- **Text passage**:
Content starts

Chapter 4Trusts with vulnerable beneficiary

Income tax

25Qualifying trusts income: special income tax treatment

(1)This section has effect in relation to a tax year if—

(a)in the tax year income arises (or is treated as arising) to trustees from property held on qualifying trusts for the benefit of a vulnerable person (“qualifying trusts income”), and

(b)a claim for special tax treatment under this Chapter for the tax year is made by the trustees.

(2)Special income tax treatment applies for the tax year in accordance with sections 26 to 29.

(3)But this section does not have effect in relation to the tax year if the property from which the qualifying trusts income arises (or is treated as arising) is property in which a person who is a settlor (within the meaning given by section 660G(1) and (2) of ICTA) is regarded as having an interest for the purposes of section 660A of that Act (income arising under settlement where settlor retains an interest).

26Amount of relief

The trustees' liability to income tax for the tax year is to be reduced by an amount equal to—

TQTI - VQTI

where—

  • TQTI is an amount determined in accordance with section 27 (income tax liability of trustees in respect of qualifying trusts income), and

  • VQTI is an amount determined in accordance with section 28 (extra tax to which vulnerable person would be liable if qualifying trusts income were income of his).

Content ends

- **Work instruction 1**: Filter the rows and copy every line that contains the string "accurate". Case counts.

- **Supplied material**:
Content starts

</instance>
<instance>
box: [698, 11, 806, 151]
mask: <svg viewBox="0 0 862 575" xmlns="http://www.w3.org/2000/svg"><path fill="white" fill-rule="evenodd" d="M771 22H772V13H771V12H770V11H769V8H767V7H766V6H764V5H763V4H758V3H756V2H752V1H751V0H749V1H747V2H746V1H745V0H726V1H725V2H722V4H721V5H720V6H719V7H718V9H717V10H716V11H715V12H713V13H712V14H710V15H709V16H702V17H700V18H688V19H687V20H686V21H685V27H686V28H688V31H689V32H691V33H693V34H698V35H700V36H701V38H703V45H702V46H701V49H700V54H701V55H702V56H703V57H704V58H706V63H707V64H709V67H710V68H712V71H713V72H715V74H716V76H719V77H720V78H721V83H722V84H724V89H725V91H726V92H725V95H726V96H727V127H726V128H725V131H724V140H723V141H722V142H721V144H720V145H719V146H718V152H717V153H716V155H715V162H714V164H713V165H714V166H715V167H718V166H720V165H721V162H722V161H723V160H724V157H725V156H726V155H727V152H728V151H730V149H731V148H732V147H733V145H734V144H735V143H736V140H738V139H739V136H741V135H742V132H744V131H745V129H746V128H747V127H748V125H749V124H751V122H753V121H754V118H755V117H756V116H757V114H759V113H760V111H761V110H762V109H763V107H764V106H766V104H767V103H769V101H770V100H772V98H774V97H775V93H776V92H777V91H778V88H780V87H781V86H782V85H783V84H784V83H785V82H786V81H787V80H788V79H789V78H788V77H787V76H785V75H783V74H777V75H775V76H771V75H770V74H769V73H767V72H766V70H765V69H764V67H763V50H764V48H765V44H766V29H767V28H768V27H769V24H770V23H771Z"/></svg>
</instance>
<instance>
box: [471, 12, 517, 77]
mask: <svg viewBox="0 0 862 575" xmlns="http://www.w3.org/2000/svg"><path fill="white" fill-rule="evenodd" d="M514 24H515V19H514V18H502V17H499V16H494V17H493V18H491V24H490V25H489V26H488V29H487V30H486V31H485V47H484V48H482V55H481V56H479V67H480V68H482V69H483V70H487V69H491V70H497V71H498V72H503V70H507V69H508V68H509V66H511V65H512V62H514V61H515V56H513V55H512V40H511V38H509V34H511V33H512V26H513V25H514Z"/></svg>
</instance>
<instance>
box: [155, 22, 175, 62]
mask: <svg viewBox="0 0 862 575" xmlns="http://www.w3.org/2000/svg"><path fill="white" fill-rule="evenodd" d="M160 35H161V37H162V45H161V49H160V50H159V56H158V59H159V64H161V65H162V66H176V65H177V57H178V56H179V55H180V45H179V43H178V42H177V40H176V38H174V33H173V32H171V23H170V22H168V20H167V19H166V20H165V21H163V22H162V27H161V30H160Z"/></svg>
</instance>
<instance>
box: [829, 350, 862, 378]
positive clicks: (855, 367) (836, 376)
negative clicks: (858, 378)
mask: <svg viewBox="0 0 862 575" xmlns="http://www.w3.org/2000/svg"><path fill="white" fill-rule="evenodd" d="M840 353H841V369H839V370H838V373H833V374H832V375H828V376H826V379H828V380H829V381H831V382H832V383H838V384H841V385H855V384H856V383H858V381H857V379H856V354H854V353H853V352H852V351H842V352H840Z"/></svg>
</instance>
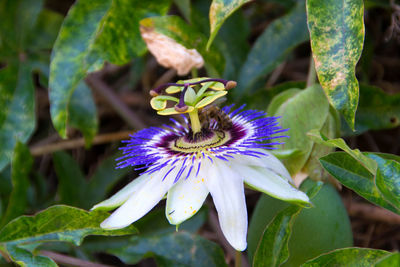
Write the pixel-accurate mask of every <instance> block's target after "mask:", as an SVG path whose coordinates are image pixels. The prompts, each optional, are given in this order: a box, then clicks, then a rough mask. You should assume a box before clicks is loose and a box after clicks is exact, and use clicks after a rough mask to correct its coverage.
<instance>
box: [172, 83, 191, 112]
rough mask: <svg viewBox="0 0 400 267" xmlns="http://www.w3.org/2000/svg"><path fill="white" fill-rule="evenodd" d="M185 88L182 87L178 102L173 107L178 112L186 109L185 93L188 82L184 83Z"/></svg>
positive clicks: (188, 107)
mask: <svg viewBox="0 0 400 267" xmlns="http://www.w3.org/2000/svg"><path fill="white" fill-rule="evenodd" d="M184 86H185V88H183V90H182V93H181V95H180V97H179V103H178V104H177V105H176V106H175V107H174V108H175V110H176V111H178V112H185V111H186V110H188V108H189V107H188V106H186V104H185V93H186V91H187V89H188V87H189V84H188V83H185V84H184Z"/></svg>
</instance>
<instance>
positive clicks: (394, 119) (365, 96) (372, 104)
mask: <svg viewBox="0 0 400 267" xmlns="http://www.w3.org/2000/svg"><path fill="white" fill-rule="evenodd" d="M356 115H357V116H356V126H355V128H356V131H355V132H352V131H351V130H350V128H349V127H348V126H347V125H343V129H342V131H343V132H344V134H345V135H353V134H361V133H363V132H365V131H368V130H381V129H390V128H395V127H397V126H399V125H400V94H388V93H385V92H384V91H383V90H382V89H380V88H378V87H375V86H369V85H365V84H360V102H359V104H358V108H357V114H356ZM346 126H347V127H346Z"/></svg>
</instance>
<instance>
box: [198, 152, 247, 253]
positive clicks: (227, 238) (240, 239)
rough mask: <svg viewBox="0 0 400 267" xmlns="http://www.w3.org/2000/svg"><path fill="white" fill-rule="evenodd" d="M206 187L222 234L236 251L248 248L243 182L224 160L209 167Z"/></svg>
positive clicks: (243, 249) (214, 163) (217, 162)
mask: <svg viewBox="0 0 400 267" xmlns="http://www.w3.org/2000/svg"><path fill="white" fill-rule="evenodd" d="M207 169H208V177H207V179H206V182H205V184H206V186H207V188H208V190H210V193H211V196H212V198H213V201H214V205H215V208H216V209H217V212H218V220H219V224H220V226H221V230H222V233H223V234H224V236H225V238H226V240H227V241H228V242H229V243H230V244H231V246H232V247H234V248H235V249H236V250H239V251H243V250H245V249H246V247H247V243H246V236H247V208H246V201H245V197H244V186H243V180H242V179H241V178H240V176H239V175H238V174H237V173H236V172H234V171H233V169H231V168H230V167H229V166H228V165H227V164H226V163H224V162H223V161H222V160H219V159H215V162H214V165H213V166H211V167H208V168H207Z"/></svg>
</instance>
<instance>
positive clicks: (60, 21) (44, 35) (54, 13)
mask: <svg viewBox="0 0 400 267" xmlns="http://www.w3.org/2000/svg"><path fill="white" fill-rule="evenodd" d="M63 19H64V17H63V16H62V15H60V14H59V13H56V12H54V11H51V10H48V9H44V10H42V11H41V12H40V13H39V16H38V18H37V21H36V24H35V26H34V27H33V29H32V31H30V32H29V35H28V39H27V43H28V44H29V49H30V50H31V49H35V50H36V51H37V50H44V49H49V50H50V49H51V48H52V47H53V44H54V42H55V40H56V38H57V34H58V31H59V29H60V27H61V24H62V21H63ZM36 51H35V52H36ZM39 52H42V53H43V51H39Z"/></svg>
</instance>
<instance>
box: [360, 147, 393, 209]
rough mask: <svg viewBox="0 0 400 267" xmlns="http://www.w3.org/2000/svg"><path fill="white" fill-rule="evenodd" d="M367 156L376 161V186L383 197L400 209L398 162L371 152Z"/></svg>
mask: <svg viewBox="0 0 400 267" xmlns="http://www.w3.org/2000/svg"><path fill="white" fill-rule="evenodd" d="M368 156H369V157H370V158H372V159H374V160H375V161H376V162H377V163H378V170H377V172H376V175H375V184H376V186H377V187H378V189H379V191H380V192H381V193H382V195H383V197H384V198H385V199H386V200H387V201H388V202H390V203H391V204H392V205H393V206H395V207H396V208H397V209H398V210H399V211H400V162H398V161H395V160H388V159H384V158H382V157H379V156H377V155H375V154H372V153H371V154H369V155H368Z"/></svg>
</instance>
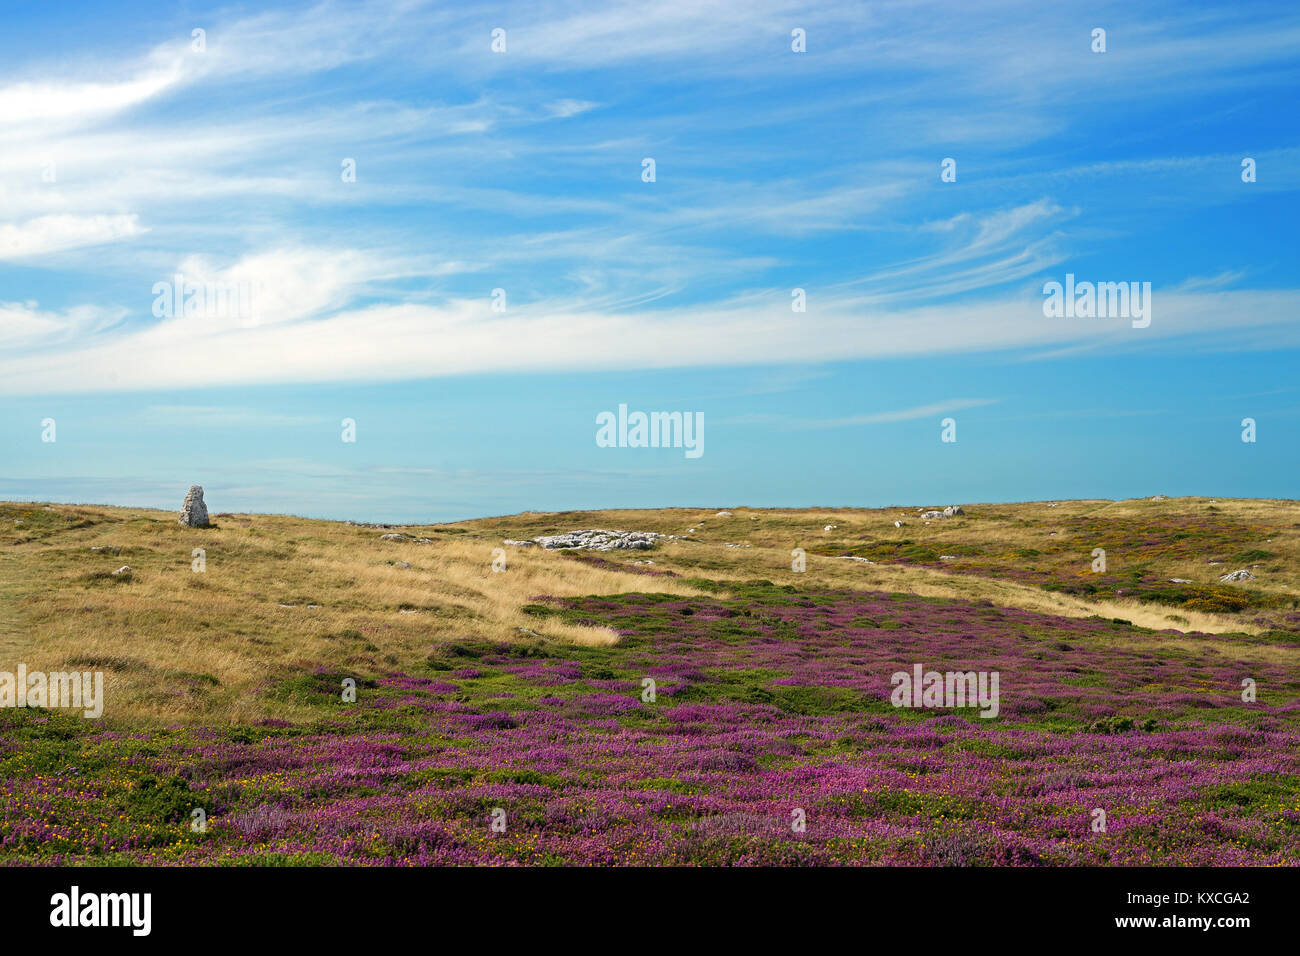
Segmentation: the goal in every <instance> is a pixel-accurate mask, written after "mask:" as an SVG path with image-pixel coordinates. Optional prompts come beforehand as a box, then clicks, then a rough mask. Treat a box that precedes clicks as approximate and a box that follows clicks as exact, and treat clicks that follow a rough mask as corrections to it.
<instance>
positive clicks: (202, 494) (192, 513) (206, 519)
mask: <svg viewBox="0 0 1300 956" xmlns="http://www.w3.org/2000/svg"><path fill="white" fill-rule="evenodd" d="M181 524H187V525H188V527H191V528H207V527H208V506H207V505H204V503H203V486H201V485H190V493H188V494H186V496H185V505H182V506H181Z"/></svg>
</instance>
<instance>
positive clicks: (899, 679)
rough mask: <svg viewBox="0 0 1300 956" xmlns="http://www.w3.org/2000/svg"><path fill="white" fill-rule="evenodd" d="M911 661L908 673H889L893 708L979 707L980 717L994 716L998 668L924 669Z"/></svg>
mask: <svg viewBox="0 0 1300 956" xmlns="http://www.w3.org/2000/svg"><path fill="white" fill-rule="evenodd" d="M922 670H923V669H922V666H920V665H919V663H917V665H913V667H911V674H909V672H907V671H894V672H893V674H892V675H891V676H889V683H891V684H892V685H893V692H892V693H891V695H889V702H891V704H893V705H894V706H896V708H976V706H978V708H980V711H979V715H980V717H987V718H992V717H997V711H998V682H1000V679H1001V678H1000V675H998V672H997V671H945V672H943V674H940V672H939V671H924V672H922Z"/></svg>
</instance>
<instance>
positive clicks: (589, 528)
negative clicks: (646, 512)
mask: <svg viewBox="0 0 1300 956" xmlns="http://www.w3.org/2000/svg"><path fill="white" fill-rule="evenodd" d="M664 537H666V535H660V533H658V532H654V531H604V529H599V528H589V529H585V531H569V532H565V533H563V535H543V536H541V537H534V538H533V540H534V541H536V542H537V544H539V545H541V546H542V548H545V549H546V550H549V551H558V550H562V549H565V548H582V549H588V550H593V551H623V550H630V551H647V550H650V549H651V548H654V546H655V544H656V542H658V541H660V540H662V538H664Z"/></svg>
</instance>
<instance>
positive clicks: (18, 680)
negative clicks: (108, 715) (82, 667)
mask: <svg viewBox="0 0 1300 956" xmlns="http://www.w3.org/2000/svg"><path fill="white" fill-rule="evenodd" d="M0 708H55V709H59V708H69V709H77V710H81V711H83V713H82V717H87V718H90V719H98V718H99V717H101V715H103V713H104V671H70V672H64V671H55V672H51V674H45V672H44V671H30V672H29V671H27V665H25V663H19V665H18V672H17V674H13V672H12V671H0Z"/></svg>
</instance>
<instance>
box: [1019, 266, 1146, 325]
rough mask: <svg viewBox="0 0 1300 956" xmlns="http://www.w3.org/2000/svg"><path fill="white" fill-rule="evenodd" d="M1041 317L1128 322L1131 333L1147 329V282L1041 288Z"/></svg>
mask: <svg viewBox="0 0 1300 956" xmlns="http://www.w3.org/2000/svg"><path fill="white" fill-rule="evenodd" d="M1043 295H1044V299H1043V315H1044V316H1047V317H1048V319H1132V326H1134V328H1135V329H1145V328H1147V326H1148V325H1151V282H1075V281H1074V273H1073V272H1067V273H1066V276H1065V285H1062V284H1061V282H1044V284H1043Z"/></svg>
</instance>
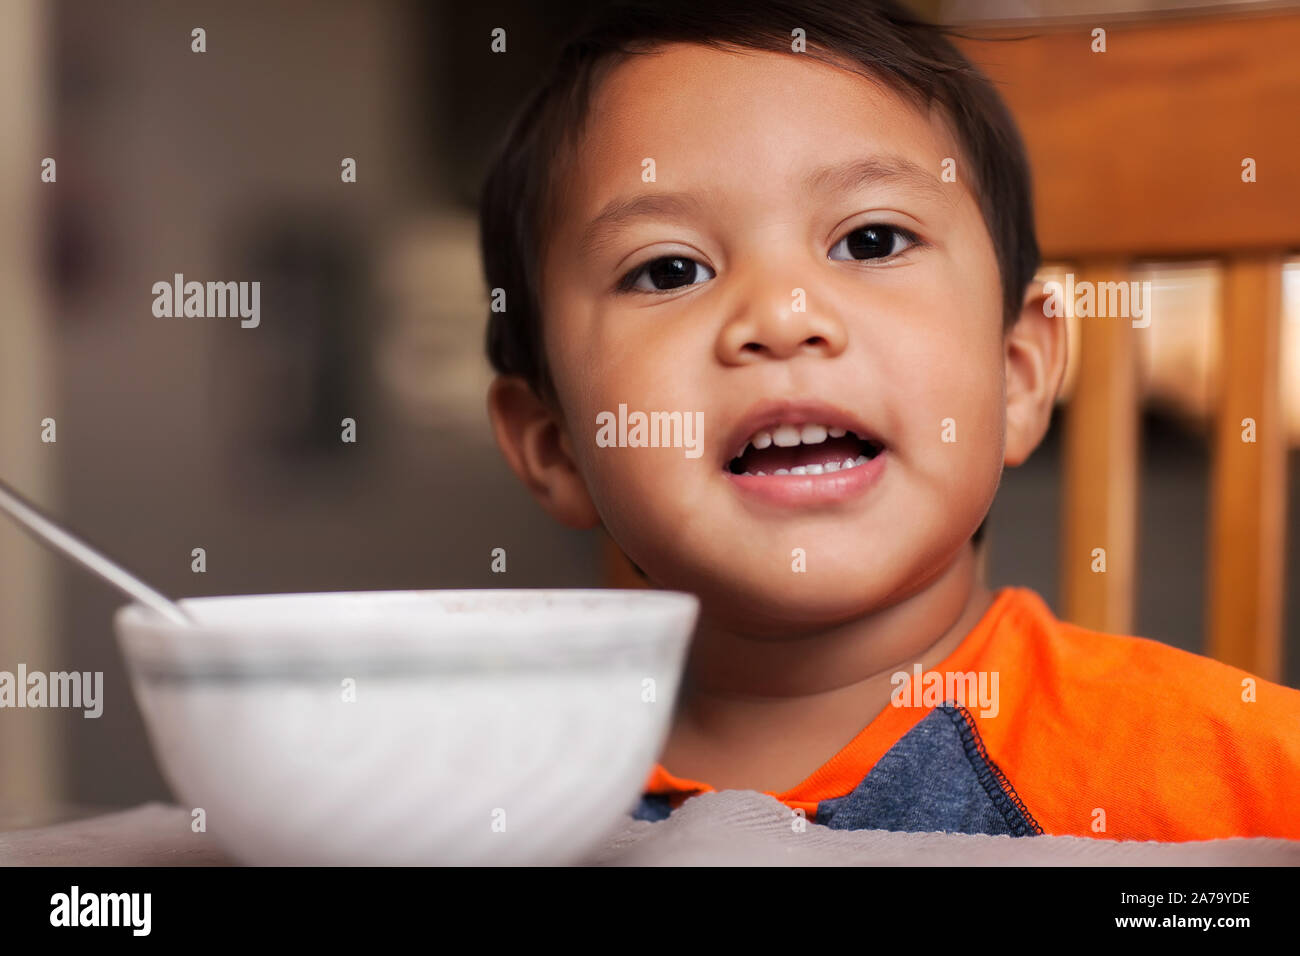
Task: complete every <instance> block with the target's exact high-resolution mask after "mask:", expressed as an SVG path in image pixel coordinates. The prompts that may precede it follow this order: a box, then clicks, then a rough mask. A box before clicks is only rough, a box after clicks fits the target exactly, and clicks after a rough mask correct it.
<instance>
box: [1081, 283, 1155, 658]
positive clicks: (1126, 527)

Content ends

- **Work instruction 2**: List every abbreviation written in capital letters in the passage on trusts with a vulnerable beneficiary.

- **Answer area 1**:
Write the pixel-accurate mask of every <instance> block's target after "mask:", as an SVG path whose coordinates are image pixels. The prompts, each optional, are given in this order: a box, then clicks, then a rough mask. You should assume a box before clicks is loose and a box after clicks is exact, and use clicks after a rough mask to correct its coverage.
Segmentation: the goal in every <instance> is a pixel-accurate mask, written after "mask:" as an SVG path with image-pixel coordinates. Optional prompts come beforehand as a box, then clicks, then a rough mask. Treat a box that precedes clicks as approximate and a box that follows clicks as exact, and treat clicks that follow a rough mask as corrections to it.

- **Answer area 2**: ICTA, TQTI, VQTI